:: ACTIVITY ::
Could you copy out all of the records below exactly, leaving out every picture?

┌─ GIVEN RECORDS

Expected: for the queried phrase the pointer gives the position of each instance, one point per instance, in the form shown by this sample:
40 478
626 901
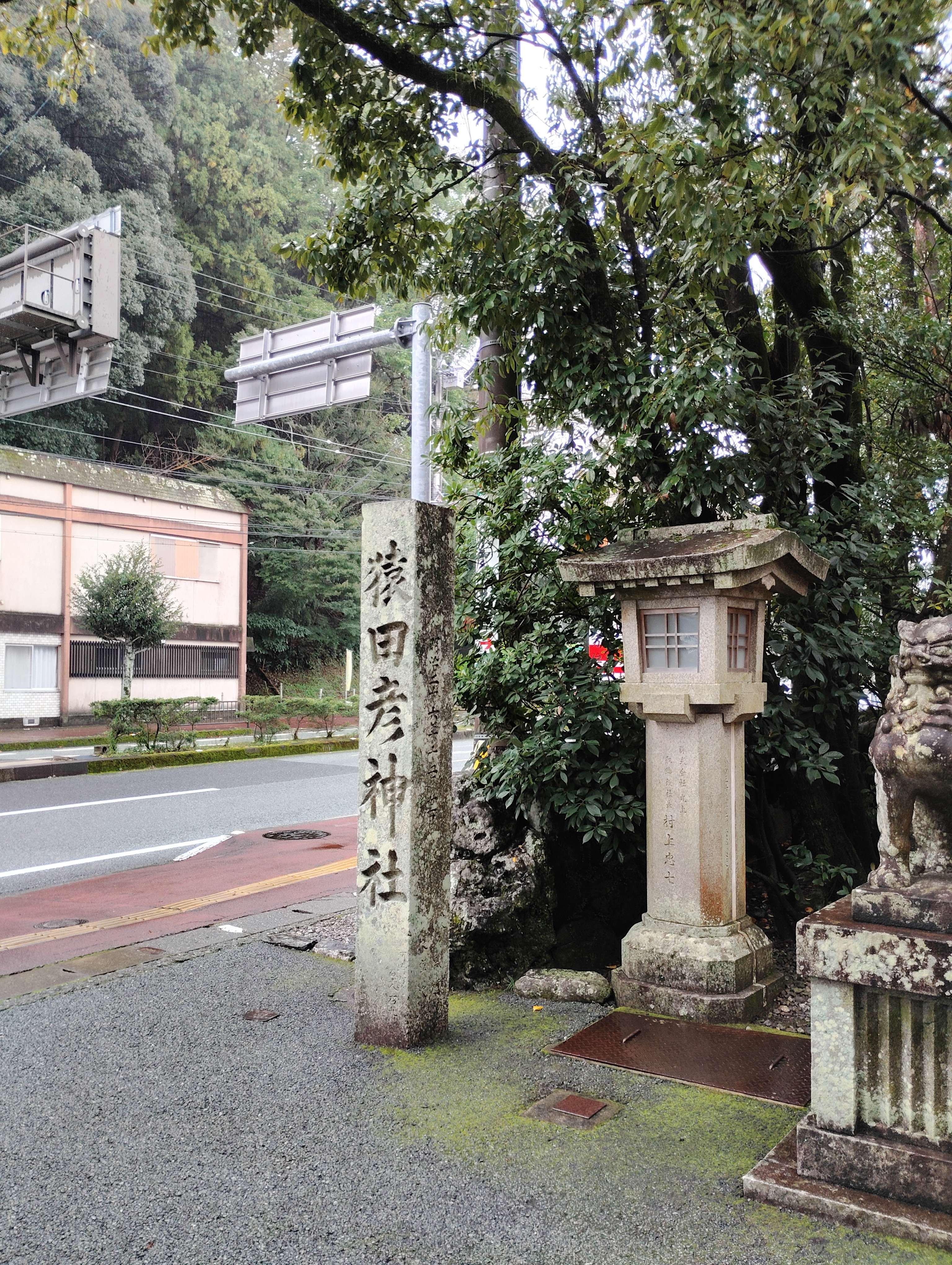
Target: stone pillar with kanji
406 767
693 605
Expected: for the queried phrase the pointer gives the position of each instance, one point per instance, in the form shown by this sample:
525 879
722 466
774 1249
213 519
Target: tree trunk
128 667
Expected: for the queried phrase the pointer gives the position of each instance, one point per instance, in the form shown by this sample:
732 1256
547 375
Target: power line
275 307
172 473
189 360
176 377
337 446
217 308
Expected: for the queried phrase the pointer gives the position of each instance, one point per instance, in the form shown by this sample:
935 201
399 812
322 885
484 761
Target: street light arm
476 94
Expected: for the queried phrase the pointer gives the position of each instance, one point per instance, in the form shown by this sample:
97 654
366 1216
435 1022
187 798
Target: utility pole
500 385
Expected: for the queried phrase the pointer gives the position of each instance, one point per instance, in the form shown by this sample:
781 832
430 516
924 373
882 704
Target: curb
27 772
170 760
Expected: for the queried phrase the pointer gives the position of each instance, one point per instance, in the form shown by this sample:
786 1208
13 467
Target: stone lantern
693 606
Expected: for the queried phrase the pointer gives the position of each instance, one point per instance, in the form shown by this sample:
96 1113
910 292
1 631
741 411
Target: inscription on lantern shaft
406 657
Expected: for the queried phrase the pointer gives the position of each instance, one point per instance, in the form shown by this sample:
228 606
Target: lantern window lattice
671 641
739 639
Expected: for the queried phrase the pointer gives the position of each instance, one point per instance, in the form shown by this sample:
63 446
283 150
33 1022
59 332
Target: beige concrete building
57 518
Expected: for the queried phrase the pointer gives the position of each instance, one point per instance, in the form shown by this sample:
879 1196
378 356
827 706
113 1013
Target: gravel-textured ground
792 1010
334 937
145 1120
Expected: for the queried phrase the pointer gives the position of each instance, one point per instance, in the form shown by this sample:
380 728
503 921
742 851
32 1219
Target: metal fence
195 662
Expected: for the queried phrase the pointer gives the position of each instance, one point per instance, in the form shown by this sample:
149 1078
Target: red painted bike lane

└─

:: SOLUTION TO THIS PROBLEM ::
Expected: for the queried phrase the pointer gives the position of each instance, one point per instance, in the form shown by this sample:
40 478
626 901
Target: stone pillar with kanji
406 767
693 605
Expected: for the queried phrase the pointer gives the position of each instance, one point per instance, in the form shown by this sample:
525 879
722 466
774 1249
213 519
Target: tree trunk
128 667
Expected: for the queried phrase the pointer gives the position of each instance, one point per instance, in the form shown by this sample:
732 1256
547 375
Target: power line
275 307
172 473
189 360
176 377
337 446
217 308
Expected: for the queried phrase the pointer gives the position of each instance, one point per instance, in the form shown by this sample:
935 201
399 812
322 885
484 761
Target: street light arm
476 94
Expected: for the queried phrase the pointer gives the position of each instance, one point per instance, in the form shown by this sample:
97 654
366 1216
435 1022
187 798
Target: utility pole
500 385
Expected: for the queried phrase the pointer gives the position of each instance, one point per instance, in the form shown by this sample:
781 832
430 516
924 373
882 704
Target: curb
27 772
170 760
Expected: for the queried phrase the pointer gives the position of each instance, one point per instance, in the form shown by this sample:
786 1208
13 467
Target: stone lantern
693 606
Expected: for the queried phrase the pointer gives the position of each instance, one point per instance, in the form shown by this sample:
96 1113
910 292
1 631
741 411
Target: inscription on lantern shaft
406 657
Expected: for the queried phrase the pointer gives the position of each instance, one point per instance, in the form shown by this sample:
228 606
Target: lantern window lattice
671 641
739 639
Expected: for the queried phrase the pointer gives the position of each instance, one point per instance, in the form shown by this sample:
63 446
283 150
33 1022
59 332
Target: beige concrete building
57 518
Expected: for the queried phrase the pointer gives the position of each instance, one point per instance, in the form shown by this sample:
879 1196
378 356
827 706
113 1013
Target: gravel-textured ground
792 1010
334 937
145 1120
Expected: for the queried phrase the pointer gives the position of each instance, one point per instance, in the form shown by this sample:
380 728
503 921
742 851
32 1219
Target: metal fence
195 662
Expected: for the queried phrase the pointer gives the position of each instance, one point per instance, in the form shown by this sample:
149 1078
Target: red painted bike lane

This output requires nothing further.